● What is being asked
Copy the lines word for word. Begin at the line that contains "Target: man's arm" and end with the final line of the data.

• • • • •

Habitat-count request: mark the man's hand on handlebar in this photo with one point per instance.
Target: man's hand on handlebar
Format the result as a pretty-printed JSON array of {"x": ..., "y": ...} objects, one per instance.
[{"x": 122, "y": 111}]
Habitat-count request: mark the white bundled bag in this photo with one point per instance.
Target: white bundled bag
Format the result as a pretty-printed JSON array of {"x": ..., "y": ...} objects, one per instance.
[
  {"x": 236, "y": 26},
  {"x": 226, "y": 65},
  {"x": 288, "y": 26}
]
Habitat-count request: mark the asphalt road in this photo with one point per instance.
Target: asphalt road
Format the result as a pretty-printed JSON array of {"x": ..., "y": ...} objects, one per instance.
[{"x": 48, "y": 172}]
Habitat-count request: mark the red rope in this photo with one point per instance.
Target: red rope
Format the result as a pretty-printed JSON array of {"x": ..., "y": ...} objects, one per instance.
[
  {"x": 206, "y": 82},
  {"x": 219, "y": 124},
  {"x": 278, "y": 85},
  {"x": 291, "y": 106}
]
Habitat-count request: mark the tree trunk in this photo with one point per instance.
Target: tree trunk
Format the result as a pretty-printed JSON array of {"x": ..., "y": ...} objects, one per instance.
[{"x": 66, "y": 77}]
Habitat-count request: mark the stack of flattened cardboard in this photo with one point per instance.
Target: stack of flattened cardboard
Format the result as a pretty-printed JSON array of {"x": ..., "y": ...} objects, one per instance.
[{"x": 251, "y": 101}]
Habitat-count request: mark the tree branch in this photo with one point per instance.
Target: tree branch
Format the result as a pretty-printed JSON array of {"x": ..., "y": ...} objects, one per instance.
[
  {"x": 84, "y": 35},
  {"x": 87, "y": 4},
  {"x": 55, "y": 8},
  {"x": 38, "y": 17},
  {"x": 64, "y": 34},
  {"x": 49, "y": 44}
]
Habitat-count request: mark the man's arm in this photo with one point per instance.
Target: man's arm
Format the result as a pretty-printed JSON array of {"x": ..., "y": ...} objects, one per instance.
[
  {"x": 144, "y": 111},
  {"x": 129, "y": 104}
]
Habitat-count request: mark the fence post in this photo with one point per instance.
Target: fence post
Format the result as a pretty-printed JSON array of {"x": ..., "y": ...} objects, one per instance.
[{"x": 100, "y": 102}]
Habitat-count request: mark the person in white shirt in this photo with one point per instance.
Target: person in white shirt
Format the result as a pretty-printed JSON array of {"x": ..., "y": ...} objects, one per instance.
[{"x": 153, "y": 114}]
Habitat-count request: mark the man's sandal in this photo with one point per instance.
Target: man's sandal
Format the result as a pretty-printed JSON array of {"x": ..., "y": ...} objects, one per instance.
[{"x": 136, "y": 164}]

• • • • •

● Answer box
Target: man's arm
Format the result as a pretty-printed JSON array of {"x": ..., "y": ...} objects, one per instance.
[
  {"x": 144, "y": 111},
  {"x": 129, "y": 104}
]
Habitat-count request: mark the fence post in this photo with one point per instance.
Target: fence post
Format the result as a pretty-printed JSON array of {"x": ..., "y": ...} objects, one per instance.
[{"x": 100, "y": 102}]
Habitat-count request: mark the person in white shirt in this photo with one point per instance.
Target: person in white shirt
Format the result as a pretty-printed JSON array of {"x": ..., "y": ...} objects, one per instance.
[{"x": 153, "y": 114}]
Habitat-count request: mark the man's sandal in this photo with one point per instance.
Target: man's sandal
Format the result as a pretty-printed JSON array of {"x": ..., "y": ...} objects, one per instance.
[{"x": 136, "y": 164}]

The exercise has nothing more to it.